How to complete this task. Print every entry below exactly, leaving out the pictures.

BEGIN

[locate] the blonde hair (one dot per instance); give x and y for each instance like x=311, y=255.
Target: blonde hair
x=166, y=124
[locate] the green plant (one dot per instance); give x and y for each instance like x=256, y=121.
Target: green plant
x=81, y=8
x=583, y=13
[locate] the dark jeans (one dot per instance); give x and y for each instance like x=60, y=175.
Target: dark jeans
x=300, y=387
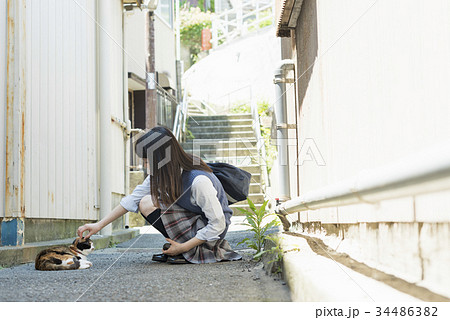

END

Output of the task.
[locate] the blonde hair (one dot per instance); give x and y for each instance like x=311, y=255.
Target: blonde hair
x=166, y=124
[locate] the green plant (one dot per instance); give x and y for each instance like x=256, y=121.
Target: green plant
x=81, y=8
x=583, y=13
[locate] the dark jeans (one dot per instance); give x and y for each instance like x=60, y=175.
Target: dark jeans
x=300, y=387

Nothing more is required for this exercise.